> _What is required_
Two lines mark the range in the entries below: the one holding "Mark one point on each instance of the pale" and the one holding "Mark one point on each instance of the scattered". Set down those two and all lines between them, exactly.
*** Block opens ***
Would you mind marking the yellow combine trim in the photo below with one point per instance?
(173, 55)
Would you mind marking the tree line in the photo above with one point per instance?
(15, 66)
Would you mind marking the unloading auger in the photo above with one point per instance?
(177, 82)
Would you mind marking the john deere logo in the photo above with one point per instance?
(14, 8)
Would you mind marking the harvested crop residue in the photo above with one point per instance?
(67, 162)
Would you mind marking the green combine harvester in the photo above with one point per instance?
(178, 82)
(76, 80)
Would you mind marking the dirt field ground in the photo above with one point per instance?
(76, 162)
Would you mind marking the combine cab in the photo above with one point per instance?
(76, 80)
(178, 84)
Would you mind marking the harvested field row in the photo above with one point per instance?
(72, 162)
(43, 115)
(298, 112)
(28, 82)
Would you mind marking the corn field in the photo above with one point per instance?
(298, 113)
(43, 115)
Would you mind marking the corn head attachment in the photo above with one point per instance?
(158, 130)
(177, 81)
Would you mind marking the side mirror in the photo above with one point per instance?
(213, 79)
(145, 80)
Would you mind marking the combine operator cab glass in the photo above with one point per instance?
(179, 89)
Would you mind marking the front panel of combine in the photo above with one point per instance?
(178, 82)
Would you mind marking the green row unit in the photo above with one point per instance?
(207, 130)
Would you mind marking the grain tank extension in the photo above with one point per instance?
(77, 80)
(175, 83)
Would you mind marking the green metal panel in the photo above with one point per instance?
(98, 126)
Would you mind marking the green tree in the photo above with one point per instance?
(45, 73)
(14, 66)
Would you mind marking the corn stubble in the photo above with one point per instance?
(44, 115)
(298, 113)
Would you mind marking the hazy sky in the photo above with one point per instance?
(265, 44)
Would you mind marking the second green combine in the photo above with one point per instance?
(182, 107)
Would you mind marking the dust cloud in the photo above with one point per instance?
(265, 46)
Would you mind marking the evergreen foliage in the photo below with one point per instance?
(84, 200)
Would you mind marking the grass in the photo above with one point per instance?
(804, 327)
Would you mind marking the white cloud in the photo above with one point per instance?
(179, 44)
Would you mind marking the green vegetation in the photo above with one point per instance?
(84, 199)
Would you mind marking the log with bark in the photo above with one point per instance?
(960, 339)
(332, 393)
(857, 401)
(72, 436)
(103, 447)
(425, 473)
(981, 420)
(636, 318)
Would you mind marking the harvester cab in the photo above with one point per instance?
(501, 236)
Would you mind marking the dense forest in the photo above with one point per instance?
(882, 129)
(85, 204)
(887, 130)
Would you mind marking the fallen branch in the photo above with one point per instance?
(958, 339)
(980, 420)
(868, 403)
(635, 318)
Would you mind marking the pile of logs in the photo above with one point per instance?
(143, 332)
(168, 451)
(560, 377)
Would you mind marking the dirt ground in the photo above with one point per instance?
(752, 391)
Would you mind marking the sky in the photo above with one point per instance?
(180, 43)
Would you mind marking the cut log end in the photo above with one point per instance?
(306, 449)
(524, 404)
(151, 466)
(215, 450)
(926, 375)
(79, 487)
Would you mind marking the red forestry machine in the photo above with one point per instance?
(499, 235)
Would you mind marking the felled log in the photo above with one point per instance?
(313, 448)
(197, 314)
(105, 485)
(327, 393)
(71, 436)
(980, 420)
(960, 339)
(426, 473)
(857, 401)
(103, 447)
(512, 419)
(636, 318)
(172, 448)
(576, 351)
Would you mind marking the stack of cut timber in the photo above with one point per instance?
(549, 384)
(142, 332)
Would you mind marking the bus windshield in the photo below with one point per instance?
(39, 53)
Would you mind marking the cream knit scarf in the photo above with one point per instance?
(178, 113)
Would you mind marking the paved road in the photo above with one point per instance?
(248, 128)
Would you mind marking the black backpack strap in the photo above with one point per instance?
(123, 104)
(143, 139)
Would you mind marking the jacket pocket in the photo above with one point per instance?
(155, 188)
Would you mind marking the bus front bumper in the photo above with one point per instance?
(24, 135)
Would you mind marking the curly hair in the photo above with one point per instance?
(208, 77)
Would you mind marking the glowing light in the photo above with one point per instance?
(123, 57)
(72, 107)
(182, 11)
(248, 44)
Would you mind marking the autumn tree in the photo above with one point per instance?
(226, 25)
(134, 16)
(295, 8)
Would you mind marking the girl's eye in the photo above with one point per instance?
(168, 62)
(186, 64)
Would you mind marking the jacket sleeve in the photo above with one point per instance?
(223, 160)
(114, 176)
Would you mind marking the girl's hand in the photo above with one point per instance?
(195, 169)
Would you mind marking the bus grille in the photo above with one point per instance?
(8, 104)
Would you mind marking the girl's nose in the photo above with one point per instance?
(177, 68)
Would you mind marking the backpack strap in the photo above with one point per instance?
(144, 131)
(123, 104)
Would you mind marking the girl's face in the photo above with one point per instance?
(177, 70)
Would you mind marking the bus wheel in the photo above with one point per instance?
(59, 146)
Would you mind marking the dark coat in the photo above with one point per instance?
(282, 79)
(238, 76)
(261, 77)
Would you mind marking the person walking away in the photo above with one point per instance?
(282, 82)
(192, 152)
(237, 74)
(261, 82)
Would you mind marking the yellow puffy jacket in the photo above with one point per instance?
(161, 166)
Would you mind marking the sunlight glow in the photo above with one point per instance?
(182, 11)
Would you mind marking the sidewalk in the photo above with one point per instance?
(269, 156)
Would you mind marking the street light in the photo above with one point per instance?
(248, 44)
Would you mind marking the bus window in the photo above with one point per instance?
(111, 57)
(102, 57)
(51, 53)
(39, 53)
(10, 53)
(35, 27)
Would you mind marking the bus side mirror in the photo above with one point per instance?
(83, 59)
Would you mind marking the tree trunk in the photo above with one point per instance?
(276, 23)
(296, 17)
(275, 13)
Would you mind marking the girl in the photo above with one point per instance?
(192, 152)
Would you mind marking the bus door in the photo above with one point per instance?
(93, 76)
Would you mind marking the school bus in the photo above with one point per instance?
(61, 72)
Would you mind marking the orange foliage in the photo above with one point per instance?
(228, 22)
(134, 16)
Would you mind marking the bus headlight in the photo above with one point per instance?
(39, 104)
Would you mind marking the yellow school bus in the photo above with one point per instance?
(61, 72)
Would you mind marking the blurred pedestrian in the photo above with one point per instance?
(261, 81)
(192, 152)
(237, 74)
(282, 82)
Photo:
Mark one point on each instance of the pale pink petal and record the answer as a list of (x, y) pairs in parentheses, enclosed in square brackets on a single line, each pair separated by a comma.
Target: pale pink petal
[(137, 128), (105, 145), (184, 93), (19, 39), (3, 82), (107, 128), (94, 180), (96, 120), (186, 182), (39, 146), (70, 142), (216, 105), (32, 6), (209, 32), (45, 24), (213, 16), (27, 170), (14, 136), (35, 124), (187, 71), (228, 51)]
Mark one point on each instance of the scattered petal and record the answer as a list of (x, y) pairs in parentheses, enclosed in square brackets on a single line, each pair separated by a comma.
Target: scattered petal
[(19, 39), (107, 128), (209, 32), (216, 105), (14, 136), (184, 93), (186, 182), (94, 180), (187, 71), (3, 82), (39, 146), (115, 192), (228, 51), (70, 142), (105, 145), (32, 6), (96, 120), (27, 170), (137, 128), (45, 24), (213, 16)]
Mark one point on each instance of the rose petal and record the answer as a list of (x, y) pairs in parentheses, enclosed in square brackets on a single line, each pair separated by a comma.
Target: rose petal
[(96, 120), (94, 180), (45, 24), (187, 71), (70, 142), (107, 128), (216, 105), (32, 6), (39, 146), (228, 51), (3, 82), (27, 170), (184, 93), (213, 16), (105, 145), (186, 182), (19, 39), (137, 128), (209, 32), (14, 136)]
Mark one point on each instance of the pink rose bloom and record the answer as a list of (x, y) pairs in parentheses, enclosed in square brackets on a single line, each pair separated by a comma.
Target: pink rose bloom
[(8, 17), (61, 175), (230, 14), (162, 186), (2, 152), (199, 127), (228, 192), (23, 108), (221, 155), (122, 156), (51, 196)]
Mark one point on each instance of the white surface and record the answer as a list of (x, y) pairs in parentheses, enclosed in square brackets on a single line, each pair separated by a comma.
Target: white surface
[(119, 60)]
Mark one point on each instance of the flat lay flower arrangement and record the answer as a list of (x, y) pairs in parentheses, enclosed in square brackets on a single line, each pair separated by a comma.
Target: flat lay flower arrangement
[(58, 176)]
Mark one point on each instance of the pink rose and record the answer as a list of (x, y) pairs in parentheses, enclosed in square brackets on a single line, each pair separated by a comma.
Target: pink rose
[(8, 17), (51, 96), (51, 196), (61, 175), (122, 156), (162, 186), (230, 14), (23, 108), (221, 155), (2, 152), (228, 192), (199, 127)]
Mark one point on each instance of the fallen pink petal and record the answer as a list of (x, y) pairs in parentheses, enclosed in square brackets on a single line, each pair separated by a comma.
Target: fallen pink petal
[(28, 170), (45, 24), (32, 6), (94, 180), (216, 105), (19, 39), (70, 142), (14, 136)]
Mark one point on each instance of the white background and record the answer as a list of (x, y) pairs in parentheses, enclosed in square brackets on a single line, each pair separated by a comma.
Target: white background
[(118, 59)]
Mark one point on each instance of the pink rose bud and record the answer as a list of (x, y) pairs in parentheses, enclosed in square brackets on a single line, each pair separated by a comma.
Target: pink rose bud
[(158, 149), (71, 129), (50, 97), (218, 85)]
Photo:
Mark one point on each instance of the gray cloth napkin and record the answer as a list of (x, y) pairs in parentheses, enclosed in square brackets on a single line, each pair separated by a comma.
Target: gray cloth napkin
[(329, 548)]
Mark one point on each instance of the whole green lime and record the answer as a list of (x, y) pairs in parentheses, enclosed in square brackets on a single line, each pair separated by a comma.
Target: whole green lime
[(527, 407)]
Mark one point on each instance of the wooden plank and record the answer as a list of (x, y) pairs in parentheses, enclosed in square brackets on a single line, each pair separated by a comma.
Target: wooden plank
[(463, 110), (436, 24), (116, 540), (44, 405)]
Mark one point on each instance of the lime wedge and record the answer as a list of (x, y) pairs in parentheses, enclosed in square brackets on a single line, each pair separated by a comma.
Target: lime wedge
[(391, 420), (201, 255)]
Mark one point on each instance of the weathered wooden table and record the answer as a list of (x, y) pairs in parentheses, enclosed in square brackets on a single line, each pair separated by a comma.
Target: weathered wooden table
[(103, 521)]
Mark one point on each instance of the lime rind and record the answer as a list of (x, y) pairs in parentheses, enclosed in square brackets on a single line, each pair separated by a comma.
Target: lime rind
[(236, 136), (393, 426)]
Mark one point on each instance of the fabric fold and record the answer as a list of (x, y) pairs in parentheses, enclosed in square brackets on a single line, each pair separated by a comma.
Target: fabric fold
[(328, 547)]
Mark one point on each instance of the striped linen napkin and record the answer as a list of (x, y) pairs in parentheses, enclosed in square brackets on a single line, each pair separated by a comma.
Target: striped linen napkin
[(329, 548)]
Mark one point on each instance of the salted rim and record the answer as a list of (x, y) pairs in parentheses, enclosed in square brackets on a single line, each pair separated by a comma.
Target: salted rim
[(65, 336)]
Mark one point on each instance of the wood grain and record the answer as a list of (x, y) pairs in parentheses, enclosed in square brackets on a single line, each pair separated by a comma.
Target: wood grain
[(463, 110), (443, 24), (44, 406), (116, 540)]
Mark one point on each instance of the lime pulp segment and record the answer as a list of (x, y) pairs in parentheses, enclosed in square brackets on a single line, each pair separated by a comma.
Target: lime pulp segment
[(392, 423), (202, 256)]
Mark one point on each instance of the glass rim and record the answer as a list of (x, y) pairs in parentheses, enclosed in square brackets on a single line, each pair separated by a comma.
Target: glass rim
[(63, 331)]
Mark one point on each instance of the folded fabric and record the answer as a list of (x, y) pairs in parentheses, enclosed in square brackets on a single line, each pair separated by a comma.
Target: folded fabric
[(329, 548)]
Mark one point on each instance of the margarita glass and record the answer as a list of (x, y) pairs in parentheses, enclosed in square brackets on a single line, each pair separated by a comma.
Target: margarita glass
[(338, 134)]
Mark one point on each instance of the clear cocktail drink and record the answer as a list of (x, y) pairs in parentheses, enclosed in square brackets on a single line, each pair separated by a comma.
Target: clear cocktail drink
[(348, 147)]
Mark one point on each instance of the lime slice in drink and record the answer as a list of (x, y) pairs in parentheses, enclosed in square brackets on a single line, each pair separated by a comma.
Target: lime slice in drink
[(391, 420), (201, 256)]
*** Block closes ***
> _Exercise solution_
Mark one point on each instance of the pale pink petal and record the answer as a list of (x, y) pairs in parentheses, enclosed in square brackets on a single line, each pair separated by a comma.
Target: pale pink petal
[(137, 128), (105, 145), (184, 93), (19, 39), (3, 82), (107, 128), (94, 180), (96, 120), (186, 182), (39, 146), (70, 142), (216, 105), (32, 6), (209, 32), (45, 24), (213, 16), (27, 170), (14, 136), (35, 124), (187, 71), (228, 51)]
Mark one point on each instance of the scattered petal and record the answer as a list of (x, y) pairs in parentheses, enclosed in square brackets on a single line, each pair separated by a comma.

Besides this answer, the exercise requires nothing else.